TASK MATERIAL section start

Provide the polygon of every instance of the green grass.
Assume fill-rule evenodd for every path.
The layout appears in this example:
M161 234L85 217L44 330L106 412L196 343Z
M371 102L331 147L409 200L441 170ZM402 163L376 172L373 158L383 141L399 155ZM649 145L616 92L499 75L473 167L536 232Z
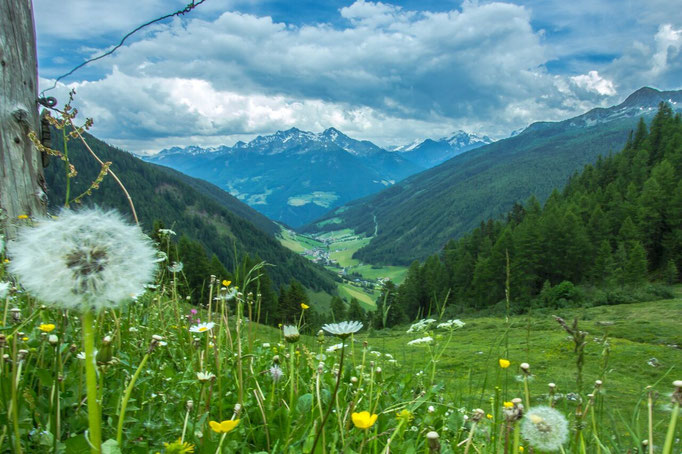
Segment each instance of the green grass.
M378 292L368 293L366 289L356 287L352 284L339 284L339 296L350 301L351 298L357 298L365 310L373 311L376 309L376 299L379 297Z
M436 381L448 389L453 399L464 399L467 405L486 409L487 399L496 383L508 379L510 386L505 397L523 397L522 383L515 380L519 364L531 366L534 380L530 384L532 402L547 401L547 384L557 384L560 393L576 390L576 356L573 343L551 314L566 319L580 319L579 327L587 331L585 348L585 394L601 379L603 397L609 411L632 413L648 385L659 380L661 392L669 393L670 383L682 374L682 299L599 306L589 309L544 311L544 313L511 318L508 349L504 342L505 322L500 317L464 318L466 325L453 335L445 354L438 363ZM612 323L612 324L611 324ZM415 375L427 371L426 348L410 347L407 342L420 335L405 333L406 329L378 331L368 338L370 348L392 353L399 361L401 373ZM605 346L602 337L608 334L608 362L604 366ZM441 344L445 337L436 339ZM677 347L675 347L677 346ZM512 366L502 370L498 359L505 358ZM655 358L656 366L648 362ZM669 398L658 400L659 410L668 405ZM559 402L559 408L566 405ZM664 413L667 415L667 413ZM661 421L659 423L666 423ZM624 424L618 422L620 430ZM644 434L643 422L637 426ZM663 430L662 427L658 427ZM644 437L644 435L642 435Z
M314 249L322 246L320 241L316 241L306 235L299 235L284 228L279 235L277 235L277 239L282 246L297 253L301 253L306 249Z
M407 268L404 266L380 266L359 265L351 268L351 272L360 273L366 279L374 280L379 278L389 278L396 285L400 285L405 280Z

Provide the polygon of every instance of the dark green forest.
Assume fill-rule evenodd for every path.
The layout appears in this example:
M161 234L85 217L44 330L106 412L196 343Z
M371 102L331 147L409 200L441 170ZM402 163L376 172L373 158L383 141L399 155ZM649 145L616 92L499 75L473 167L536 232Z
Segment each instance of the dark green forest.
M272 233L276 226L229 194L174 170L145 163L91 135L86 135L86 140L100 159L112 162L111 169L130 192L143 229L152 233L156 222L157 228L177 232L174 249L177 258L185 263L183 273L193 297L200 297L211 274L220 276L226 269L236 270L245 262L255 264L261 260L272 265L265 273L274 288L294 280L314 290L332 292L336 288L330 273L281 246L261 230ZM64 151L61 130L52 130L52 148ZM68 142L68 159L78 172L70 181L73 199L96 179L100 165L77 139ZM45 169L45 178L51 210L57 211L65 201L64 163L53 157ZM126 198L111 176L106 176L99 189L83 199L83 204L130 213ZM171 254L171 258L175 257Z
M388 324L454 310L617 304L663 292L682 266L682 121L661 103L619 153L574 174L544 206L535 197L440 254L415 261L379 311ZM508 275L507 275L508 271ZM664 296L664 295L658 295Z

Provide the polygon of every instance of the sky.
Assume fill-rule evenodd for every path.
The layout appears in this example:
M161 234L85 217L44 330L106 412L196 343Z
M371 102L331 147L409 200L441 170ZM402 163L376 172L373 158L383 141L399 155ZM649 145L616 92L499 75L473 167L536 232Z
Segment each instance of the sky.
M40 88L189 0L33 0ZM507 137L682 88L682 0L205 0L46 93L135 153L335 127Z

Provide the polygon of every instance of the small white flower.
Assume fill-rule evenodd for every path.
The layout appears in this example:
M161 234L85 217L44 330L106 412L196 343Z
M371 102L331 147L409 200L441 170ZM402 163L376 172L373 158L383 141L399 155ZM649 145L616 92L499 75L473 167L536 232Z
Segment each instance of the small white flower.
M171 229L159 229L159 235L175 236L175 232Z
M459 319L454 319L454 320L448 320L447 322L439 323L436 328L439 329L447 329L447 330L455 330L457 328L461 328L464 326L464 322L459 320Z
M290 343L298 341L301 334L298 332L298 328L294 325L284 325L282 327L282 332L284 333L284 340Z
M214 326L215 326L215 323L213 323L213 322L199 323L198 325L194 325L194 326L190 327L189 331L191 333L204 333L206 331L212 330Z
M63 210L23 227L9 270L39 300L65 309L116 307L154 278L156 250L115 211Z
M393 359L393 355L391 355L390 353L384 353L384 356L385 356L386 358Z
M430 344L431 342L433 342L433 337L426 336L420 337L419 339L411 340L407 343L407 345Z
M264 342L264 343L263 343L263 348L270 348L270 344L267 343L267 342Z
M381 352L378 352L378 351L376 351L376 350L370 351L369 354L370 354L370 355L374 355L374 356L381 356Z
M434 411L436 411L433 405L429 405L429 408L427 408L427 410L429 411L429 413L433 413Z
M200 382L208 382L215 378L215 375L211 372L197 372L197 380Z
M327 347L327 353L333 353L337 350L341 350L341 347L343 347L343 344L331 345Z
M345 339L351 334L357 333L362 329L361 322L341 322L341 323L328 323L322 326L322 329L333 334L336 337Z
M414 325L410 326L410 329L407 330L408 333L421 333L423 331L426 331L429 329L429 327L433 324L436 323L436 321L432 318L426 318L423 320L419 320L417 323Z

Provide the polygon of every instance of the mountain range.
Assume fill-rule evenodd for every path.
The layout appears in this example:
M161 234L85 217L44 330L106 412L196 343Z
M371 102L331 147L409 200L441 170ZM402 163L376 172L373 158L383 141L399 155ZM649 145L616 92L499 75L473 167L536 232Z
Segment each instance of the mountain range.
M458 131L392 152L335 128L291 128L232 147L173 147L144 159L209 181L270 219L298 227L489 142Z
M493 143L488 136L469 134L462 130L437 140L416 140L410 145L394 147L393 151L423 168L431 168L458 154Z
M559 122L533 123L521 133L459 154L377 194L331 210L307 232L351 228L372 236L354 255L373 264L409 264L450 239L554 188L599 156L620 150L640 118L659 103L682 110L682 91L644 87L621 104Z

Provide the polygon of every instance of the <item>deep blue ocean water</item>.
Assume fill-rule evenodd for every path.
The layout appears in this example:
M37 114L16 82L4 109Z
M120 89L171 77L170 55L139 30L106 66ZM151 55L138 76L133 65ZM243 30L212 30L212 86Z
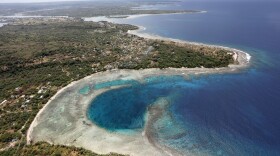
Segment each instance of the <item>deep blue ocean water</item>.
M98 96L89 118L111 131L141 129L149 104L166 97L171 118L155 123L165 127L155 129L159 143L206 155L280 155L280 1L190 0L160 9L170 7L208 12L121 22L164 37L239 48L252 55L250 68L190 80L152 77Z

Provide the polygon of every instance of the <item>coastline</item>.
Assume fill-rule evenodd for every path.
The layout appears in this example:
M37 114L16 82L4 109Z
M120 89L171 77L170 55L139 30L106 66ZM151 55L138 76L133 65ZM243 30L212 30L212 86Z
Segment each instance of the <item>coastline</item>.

TASK MATERIAL section end
TASK MATERIAL section start

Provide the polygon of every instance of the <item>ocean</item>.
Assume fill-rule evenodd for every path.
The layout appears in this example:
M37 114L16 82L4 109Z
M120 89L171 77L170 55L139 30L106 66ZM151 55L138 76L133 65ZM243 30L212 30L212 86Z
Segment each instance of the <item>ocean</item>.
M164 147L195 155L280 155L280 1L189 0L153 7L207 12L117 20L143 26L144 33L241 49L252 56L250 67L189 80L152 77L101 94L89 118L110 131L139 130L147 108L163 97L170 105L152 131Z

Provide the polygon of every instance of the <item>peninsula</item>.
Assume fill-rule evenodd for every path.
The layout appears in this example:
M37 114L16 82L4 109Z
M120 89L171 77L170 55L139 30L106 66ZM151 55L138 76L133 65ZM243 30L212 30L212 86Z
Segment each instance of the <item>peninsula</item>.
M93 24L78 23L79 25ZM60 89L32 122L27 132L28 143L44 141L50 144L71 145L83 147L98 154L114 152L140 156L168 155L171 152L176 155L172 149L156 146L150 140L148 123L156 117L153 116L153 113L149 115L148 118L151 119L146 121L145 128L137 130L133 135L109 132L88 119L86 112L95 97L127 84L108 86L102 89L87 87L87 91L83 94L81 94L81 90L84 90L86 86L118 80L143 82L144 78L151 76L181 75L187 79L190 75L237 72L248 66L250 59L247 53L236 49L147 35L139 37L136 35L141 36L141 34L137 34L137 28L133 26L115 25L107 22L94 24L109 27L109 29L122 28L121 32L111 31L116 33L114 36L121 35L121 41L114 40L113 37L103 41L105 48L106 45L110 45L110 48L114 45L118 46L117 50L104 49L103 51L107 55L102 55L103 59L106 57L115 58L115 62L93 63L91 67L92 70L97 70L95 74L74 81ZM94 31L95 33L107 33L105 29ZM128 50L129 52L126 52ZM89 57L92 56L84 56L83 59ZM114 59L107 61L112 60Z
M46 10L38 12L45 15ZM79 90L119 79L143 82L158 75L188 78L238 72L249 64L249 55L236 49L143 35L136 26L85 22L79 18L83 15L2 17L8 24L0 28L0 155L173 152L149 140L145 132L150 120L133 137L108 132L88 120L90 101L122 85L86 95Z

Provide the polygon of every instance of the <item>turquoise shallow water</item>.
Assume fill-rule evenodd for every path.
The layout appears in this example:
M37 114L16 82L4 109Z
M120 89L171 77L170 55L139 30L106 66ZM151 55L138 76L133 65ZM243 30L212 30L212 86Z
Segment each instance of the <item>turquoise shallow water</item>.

TASK MATERIAL section end

* ACTIVITY *
State the number of lines in these entries that include the string "shallow". Provide nothing beyond that number.

* EXERCISE SOLUTION *
2